(Referring expression data)

■ ■ ■ ■

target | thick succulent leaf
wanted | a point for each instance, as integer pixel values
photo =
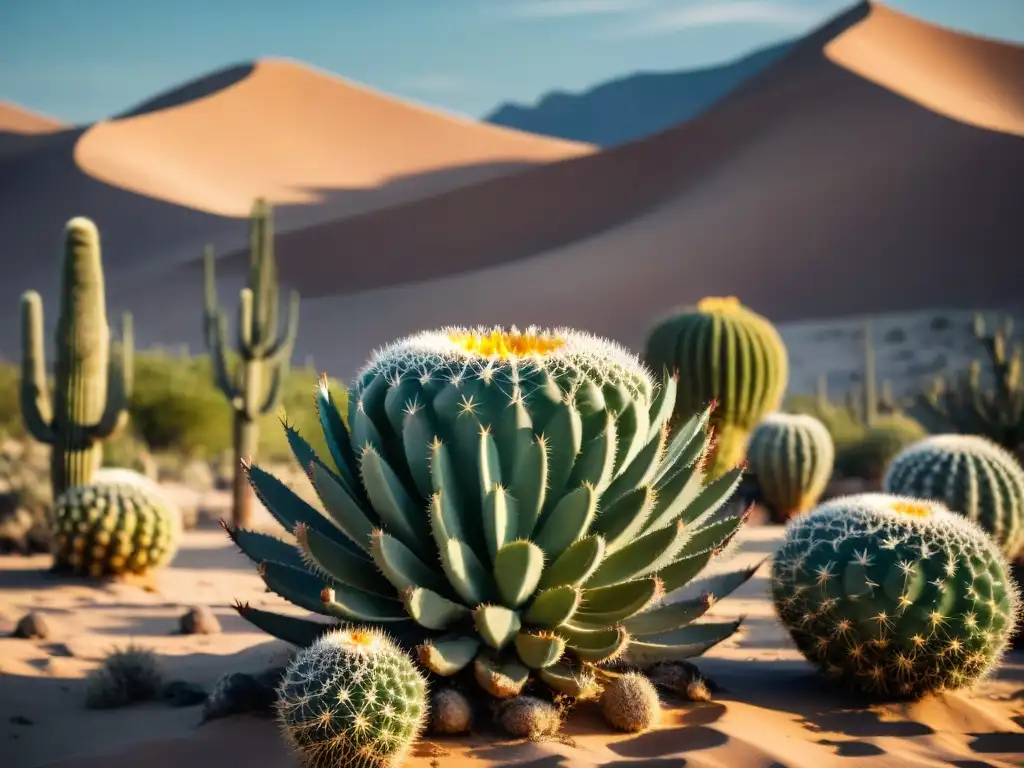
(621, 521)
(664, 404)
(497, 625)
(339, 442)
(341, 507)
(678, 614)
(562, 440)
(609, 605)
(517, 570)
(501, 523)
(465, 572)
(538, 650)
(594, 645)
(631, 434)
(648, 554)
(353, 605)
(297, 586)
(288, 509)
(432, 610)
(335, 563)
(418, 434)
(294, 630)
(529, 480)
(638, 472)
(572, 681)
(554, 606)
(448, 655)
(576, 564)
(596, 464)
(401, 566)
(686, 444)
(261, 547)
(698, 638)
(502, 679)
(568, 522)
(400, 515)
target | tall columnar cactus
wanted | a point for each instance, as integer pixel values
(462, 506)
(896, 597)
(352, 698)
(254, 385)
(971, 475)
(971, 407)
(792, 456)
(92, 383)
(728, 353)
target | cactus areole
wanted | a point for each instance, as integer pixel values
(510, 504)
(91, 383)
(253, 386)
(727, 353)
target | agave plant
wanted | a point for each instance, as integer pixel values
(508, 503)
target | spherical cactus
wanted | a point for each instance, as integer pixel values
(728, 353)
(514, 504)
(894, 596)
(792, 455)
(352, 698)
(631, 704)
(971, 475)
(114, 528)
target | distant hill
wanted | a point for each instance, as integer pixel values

■ ■ ■ ■

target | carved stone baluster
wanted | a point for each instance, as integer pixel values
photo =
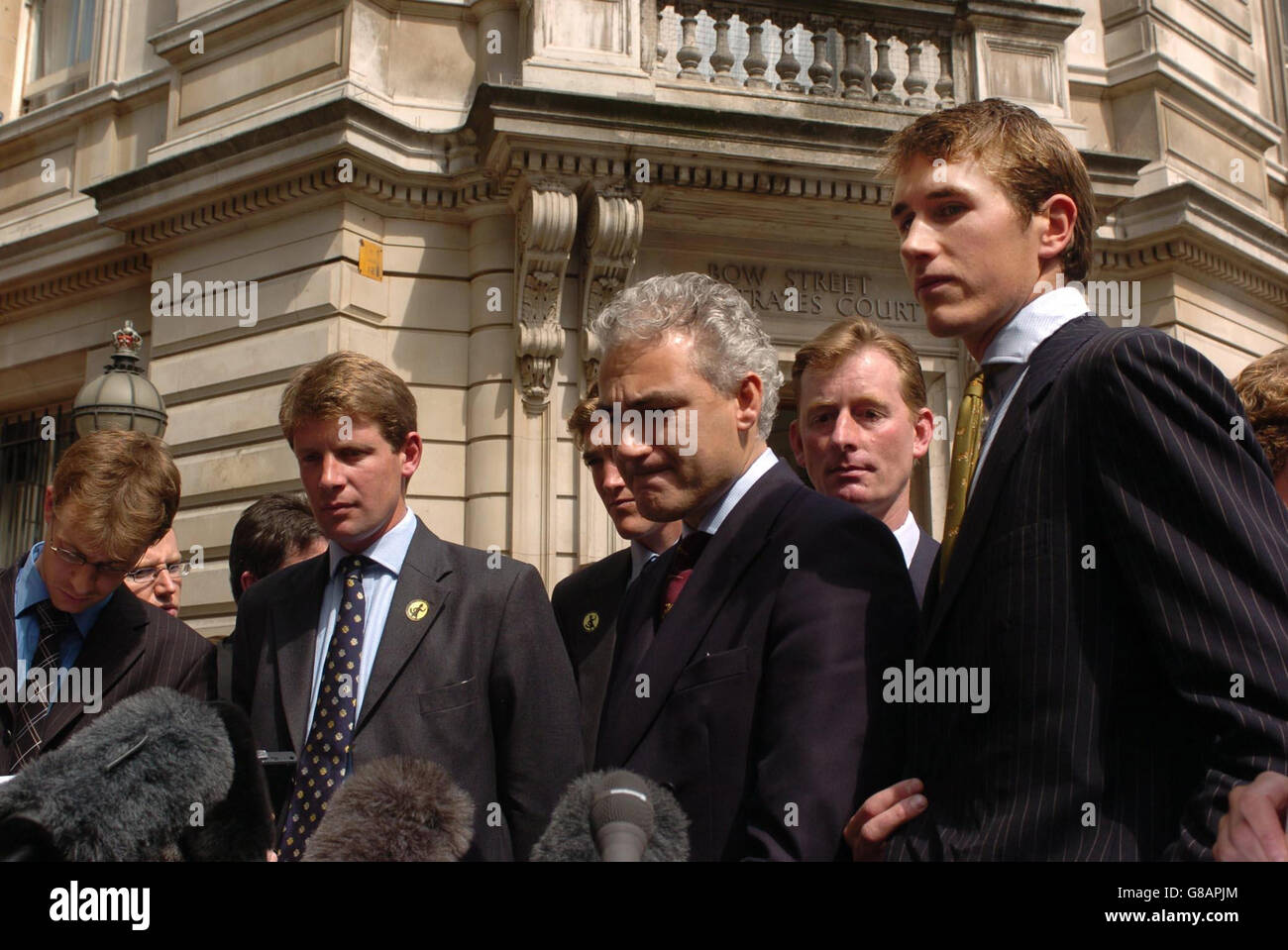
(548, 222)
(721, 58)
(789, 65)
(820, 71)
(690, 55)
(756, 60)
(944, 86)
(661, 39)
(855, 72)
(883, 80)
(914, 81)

■ ■ ■ ■

▸ ASSIGNMENT
In the entries above, count the lines that contain the string "cactus" and reply with the number only.

▸ ANSWER
3